** Work item **
All lines in the records that carry the string "christmas" are to be shown.

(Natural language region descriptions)
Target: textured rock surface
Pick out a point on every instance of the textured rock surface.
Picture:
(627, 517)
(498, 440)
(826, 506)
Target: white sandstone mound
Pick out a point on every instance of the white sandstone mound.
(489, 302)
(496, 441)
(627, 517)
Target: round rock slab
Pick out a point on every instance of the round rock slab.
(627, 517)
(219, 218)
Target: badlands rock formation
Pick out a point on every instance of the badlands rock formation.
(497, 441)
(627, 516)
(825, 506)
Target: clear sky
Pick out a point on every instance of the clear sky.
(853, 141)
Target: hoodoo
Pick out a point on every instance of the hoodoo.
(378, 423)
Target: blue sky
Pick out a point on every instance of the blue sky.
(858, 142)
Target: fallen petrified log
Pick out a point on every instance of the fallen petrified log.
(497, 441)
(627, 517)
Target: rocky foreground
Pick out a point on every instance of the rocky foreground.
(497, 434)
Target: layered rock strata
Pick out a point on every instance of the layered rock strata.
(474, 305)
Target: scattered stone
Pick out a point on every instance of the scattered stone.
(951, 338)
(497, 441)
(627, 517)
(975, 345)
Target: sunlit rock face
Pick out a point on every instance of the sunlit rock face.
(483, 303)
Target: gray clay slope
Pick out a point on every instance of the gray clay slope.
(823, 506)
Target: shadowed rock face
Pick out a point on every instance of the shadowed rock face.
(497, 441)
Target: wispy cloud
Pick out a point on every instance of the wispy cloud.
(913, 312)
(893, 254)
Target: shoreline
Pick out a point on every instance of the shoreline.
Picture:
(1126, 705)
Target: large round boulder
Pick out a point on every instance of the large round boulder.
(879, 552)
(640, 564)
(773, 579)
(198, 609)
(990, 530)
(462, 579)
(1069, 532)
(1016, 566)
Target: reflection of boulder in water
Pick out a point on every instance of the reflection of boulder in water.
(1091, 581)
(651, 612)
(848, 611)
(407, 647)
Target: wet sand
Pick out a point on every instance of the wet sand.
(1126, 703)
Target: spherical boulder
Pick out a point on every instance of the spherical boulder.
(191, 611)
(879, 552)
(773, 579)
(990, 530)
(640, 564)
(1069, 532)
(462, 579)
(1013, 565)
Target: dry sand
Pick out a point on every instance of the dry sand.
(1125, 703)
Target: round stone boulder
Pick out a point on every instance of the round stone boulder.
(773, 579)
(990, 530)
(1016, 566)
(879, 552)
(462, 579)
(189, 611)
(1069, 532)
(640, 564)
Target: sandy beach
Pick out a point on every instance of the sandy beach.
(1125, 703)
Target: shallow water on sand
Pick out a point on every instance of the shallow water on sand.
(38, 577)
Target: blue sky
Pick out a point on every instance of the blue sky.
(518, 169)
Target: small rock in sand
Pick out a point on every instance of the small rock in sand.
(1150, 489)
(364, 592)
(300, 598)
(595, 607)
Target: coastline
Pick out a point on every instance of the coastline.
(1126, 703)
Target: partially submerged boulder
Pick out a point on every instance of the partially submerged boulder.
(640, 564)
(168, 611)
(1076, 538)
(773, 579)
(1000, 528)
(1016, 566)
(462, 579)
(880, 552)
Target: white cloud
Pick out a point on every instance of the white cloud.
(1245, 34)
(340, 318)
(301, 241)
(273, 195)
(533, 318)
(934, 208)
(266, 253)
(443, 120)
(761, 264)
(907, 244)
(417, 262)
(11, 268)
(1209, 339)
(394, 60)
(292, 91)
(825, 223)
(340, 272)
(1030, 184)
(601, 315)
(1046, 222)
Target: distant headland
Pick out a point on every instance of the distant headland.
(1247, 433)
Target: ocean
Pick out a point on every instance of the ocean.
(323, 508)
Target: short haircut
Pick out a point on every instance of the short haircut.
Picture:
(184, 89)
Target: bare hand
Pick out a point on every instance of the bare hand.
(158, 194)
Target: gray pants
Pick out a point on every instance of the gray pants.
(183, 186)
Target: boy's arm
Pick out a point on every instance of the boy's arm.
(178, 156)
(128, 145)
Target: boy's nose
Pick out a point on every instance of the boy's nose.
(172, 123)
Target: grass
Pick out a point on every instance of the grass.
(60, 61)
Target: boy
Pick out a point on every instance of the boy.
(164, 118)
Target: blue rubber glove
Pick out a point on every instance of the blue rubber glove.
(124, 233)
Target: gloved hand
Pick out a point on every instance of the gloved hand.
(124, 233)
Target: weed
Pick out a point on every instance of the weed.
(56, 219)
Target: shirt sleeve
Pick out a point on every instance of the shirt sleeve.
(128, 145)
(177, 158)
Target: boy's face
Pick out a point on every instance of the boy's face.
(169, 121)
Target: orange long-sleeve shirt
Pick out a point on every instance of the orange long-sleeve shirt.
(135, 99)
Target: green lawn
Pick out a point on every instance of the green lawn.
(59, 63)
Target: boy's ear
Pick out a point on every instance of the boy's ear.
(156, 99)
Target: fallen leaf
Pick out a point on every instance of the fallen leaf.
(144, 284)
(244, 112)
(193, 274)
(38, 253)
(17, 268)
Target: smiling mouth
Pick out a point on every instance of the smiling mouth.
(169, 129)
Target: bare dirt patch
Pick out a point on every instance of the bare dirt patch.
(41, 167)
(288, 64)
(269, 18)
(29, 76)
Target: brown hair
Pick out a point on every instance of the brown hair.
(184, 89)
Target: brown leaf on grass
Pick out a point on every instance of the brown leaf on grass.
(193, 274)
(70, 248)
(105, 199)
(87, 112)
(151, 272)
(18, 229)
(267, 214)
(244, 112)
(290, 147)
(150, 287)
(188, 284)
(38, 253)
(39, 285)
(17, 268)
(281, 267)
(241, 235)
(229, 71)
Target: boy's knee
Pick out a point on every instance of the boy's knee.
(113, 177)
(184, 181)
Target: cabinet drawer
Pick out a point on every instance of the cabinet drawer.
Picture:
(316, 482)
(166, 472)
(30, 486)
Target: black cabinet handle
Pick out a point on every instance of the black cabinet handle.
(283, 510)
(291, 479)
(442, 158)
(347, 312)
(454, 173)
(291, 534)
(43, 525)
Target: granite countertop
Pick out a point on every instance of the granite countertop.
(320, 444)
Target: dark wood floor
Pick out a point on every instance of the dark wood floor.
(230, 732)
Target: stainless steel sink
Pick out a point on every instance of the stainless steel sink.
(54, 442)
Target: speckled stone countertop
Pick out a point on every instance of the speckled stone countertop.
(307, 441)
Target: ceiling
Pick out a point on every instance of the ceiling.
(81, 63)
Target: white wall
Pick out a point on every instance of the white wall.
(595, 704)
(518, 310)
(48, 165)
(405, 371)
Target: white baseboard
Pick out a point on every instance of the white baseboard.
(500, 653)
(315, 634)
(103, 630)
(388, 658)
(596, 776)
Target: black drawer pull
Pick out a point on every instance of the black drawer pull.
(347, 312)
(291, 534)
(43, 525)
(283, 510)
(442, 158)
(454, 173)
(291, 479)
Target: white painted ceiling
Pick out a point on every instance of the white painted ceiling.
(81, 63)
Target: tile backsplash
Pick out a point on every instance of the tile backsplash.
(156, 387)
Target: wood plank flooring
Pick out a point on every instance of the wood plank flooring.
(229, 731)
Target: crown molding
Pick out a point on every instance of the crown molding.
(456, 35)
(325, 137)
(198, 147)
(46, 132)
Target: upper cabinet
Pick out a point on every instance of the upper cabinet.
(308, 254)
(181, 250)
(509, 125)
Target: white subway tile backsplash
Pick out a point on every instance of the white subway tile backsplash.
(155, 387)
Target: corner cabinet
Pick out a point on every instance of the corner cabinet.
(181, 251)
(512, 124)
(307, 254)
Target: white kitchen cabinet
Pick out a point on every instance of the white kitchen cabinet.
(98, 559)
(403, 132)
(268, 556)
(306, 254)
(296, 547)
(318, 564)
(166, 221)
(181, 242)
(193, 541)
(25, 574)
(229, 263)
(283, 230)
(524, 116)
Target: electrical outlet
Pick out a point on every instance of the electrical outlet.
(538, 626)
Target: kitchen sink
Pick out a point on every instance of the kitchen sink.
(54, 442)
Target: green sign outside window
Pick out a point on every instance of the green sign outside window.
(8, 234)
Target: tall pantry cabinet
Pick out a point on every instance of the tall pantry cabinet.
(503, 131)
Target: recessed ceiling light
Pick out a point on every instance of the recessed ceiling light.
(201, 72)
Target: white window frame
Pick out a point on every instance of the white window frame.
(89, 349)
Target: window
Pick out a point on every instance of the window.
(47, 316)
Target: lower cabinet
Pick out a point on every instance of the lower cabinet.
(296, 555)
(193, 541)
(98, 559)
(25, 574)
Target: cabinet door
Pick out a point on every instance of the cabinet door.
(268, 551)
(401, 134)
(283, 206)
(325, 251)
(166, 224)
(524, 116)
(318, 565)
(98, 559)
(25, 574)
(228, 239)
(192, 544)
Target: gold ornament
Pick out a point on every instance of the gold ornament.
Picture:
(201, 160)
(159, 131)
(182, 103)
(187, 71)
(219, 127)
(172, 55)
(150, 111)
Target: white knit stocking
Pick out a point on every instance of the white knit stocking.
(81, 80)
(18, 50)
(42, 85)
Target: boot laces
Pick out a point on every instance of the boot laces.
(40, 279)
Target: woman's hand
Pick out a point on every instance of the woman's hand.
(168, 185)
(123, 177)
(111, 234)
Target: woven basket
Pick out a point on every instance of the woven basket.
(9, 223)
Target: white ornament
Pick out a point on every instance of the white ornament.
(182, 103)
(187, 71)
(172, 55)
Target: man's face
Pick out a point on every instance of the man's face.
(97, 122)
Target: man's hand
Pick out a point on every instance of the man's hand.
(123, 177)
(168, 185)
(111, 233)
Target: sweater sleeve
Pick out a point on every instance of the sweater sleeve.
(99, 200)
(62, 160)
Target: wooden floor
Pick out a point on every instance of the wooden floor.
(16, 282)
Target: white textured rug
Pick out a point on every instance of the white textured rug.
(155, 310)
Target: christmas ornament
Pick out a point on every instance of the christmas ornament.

** Problem solution **
Target: christmas ornament
Pick out a point on every instance of the christmas ornament.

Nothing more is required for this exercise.